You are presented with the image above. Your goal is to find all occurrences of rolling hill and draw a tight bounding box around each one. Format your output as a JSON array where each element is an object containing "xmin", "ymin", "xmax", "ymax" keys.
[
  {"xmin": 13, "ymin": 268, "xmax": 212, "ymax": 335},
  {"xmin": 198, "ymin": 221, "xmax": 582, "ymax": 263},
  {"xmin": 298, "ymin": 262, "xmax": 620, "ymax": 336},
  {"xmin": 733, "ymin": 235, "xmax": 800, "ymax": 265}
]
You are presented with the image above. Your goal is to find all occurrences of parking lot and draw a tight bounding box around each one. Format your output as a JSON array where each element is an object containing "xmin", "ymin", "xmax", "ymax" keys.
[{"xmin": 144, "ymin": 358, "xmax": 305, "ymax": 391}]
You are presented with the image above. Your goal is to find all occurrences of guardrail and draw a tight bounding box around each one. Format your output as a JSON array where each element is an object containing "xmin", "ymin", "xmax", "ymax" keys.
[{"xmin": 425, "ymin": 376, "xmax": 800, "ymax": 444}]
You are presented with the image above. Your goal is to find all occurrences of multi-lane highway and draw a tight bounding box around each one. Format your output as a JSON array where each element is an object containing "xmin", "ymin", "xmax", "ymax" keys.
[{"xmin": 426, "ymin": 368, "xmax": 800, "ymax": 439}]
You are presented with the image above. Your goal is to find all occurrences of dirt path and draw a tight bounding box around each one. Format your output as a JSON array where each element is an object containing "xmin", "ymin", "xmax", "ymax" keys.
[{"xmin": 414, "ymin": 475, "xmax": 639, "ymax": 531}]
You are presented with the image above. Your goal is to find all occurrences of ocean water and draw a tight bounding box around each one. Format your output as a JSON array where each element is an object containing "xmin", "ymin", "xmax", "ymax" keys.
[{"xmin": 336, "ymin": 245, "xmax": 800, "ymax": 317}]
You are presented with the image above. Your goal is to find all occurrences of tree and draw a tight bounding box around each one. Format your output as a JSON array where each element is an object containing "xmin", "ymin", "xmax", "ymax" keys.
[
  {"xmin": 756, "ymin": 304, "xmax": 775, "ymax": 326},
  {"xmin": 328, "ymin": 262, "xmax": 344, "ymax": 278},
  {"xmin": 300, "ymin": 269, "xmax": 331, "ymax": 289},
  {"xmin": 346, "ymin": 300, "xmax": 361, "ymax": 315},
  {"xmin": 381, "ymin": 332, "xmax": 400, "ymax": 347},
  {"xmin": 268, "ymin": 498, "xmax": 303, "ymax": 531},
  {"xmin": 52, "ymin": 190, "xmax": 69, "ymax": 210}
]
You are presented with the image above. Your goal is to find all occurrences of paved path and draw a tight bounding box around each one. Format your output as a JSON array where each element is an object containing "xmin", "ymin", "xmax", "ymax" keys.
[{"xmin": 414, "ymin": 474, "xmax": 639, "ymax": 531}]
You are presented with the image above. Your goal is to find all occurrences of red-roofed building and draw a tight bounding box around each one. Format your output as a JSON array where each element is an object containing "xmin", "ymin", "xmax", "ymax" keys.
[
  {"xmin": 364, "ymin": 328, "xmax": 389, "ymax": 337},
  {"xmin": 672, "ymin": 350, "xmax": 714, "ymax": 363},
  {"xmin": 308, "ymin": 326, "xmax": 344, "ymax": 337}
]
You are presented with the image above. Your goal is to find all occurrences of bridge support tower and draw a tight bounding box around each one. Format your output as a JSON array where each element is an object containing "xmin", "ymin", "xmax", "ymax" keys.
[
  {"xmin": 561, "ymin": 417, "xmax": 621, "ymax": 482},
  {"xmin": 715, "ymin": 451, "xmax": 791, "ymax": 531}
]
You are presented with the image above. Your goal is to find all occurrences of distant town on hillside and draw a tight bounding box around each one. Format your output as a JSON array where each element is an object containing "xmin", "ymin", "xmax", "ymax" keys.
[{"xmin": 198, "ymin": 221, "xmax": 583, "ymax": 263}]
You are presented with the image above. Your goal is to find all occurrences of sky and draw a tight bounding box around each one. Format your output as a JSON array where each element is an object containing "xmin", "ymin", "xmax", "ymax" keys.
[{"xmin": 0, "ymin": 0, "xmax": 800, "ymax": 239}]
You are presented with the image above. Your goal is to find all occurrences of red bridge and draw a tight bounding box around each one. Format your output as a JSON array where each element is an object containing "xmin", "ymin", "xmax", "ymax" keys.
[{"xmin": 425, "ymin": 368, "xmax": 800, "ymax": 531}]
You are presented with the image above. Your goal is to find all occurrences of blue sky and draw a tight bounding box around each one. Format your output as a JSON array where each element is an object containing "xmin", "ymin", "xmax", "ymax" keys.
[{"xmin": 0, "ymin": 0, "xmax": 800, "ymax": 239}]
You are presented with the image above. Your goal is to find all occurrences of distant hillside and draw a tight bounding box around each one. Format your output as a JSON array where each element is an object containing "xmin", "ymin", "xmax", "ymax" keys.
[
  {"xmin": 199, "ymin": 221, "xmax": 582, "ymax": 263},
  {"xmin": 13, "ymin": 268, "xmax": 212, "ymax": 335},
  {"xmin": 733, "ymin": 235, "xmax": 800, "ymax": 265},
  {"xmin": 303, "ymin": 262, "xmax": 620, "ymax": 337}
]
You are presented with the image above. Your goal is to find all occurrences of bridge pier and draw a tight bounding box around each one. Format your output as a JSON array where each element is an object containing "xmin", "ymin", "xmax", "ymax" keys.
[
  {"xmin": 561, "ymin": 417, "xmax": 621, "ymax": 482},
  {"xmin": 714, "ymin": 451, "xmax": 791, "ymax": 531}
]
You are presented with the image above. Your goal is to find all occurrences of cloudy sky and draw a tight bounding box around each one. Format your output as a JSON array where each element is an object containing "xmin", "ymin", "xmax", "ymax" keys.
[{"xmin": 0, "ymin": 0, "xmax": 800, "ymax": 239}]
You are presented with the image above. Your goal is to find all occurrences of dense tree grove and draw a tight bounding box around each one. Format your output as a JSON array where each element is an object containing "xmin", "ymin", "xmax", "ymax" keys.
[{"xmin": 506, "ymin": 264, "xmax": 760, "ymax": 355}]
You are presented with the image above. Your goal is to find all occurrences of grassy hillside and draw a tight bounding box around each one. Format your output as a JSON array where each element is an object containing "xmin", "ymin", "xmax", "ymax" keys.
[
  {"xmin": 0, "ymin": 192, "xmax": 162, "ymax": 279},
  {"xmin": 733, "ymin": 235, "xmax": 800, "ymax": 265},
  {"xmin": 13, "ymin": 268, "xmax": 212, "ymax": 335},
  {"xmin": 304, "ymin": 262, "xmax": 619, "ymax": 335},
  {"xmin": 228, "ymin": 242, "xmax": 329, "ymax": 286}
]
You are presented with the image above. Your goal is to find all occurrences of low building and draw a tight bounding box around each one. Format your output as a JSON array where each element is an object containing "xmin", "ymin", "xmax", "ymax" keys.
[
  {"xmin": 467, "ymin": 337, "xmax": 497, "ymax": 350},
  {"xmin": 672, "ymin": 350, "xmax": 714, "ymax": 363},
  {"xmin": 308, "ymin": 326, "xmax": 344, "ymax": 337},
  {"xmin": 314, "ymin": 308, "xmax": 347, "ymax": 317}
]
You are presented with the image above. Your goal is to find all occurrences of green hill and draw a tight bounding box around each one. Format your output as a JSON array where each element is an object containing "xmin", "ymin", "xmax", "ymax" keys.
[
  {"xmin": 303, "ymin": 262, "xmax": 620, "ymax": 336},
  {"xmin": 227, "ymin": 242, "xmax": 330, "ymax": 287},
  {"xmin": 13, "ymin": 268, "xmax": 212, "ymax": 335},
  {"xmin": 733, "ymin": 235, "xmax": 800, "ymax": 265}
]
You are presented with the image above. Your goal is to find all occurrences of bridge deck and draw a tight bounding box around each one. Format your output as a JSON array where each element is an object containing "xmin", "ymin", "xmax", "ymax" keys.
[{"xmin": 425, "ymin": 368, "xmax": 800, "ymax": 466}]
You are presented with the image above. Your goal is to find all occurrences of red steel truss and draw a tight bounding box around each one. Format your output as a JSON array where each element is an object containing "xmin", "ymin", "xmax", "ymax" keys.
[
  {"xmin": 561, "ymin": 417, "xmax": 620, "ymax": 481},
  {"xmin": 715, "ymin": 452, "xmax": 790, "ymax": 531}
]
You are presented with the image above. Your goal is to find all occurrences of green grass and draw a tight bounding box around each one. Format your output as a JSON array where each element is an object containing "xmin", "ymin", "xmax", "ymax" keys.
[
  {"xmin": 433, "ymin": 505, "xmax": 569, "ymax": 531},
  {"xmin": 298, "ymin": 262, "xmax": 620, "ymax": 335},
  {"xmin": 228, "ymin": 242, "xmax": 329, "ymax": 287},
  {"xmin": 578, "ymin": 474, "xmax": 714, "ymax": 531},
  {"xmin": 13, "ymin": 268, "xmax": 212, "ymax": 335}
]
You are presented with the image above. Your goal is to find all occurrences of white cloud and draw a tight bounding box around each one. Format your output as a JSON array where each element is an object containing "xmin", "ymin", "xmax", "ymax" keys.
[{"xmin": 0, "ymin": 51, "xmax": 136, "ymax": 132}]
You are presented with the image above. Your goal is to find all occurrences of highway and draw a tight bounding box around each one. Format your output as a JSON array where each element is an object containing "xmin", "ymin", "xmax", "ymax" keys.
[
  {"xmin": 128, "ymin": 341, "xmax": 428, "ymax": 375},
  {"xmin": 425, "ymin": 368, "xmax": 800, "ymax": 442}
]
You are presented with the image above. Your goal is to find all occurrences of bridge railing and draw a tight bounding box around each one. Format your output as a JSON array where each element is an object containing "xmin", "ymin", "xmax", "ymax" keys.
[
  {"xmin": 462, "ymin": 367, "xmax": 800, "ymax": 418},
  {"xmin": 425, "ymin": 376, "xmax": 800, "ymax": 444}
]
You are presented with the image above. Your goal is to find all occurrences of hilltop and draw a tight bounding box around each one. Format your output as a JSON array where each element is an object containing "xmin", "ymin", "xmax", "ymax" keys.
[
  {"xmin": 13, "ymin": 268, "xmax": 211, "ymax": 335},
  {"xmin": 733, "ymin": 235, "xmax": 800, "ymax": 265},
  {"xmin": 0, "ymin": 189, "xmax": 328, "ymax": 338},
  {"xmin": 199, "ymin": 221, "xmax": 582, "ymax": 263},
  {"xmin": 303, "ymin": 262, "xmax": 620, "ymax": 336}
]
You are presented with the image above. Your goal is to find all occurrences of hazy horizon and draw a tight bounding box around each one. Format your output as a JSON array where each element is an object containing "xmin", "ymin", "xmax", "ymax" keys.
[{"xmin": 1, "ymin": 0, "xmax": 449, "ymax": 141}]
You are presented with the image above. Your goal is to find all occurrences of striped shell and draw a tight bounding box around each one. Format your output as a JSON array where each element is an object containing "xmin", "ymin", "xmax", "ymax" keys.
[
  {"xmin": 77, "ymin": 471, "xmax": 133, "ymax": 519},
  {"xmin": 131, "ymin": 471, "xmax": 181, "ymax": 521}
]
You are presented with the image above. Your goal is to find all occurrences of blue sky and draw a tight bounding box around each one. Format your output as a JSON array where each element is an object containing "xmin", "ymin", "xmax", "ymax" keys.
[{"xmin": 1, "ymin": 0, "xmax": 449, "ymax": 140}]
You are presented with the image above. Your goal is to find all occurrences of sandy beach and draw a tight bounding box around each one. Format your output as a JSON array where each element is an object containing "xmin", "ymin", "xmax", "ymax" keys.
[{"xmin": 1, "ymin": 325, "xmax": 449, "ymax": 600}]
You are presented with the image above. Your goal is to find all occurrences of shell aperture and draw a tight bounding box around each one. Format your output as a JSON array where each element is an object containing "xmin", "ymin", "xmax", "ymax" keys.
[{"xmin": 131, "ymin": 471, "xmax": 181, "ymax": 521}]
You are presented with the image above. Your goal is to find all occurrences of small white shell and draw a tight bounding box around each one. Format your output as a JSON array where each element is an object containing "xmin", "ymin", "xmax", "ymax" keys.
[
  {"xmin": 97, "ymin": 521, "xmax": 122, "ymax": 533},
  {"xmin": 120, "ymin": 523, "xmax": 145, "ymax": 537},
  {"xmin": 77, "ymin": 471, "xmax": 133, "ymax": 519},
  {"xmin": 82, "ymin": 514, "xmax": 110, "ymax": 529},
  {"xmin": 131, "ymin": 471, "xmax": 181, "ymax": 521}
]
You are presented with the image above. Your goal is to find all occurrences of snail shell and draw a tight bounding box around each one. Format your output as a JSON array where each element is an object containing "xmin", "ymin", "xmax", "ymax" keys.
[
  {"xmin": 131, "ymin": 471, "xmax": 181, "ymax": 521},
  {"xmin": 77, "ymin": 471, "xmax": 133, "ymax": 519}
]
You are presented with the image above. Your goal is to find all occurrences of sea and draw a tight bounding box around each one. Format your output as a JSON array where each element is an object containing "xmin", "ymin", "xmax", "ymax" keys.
-- -- --
§ **EXERCISE OBJECTIVE**
Rewrite the stretch from the line containing "occurrences of small" through the end of the records, changing "tight bounding box" to "close-fitting bounding box" wherever it appears and keeping everything else the same.

§ **OUTPUT OF THE EXERCISE**
You are presented with the image above. Your goal is to find all occurrences of small white shell and draw a close-fitting bounding box around each one. Format your output as a JSON array where each element is an object containing "xmin", "ymin", "xmax", "ymax" keys.
[
  {"xmin": 97, "ymin": 521, "xmax": 122, "ymax": 533},
  {"xmin": 120, "ymin": 523, "xmax": 145, "ymax": 537},
  {"xmin": 77, "ymin": 471, "xmax": 133, "ymax": 519},
  {"xmin": 82, "ymin": 514, "xmax": 110, "ymax": 529},
  {"xmin": 131, "ymin": 471, "xmax": 181, "ymax": 521}
]
You are presented with the image above. Your goal is to find all occurrences of snail shell and draw a close-fitting bounding box around each one. Format your output as a JSON array where each element is an object containing "xmin", "ymin", "xmax", "ymax" keys.
[
  {"xmin": 131, "ymin": 471, "xmax": 181, "ymax": 521},
  {"xmin": 77, "ymin": 471, "xmax": 133, "ymax": 519}
]
You are presented with the image above. Your goal is to find all occurrences of sea and draw a close-fitting bounding box around each one. Format your output as a JSON array where each element is an object containing "xmin", "ymin", "xmax", "ymax" keys.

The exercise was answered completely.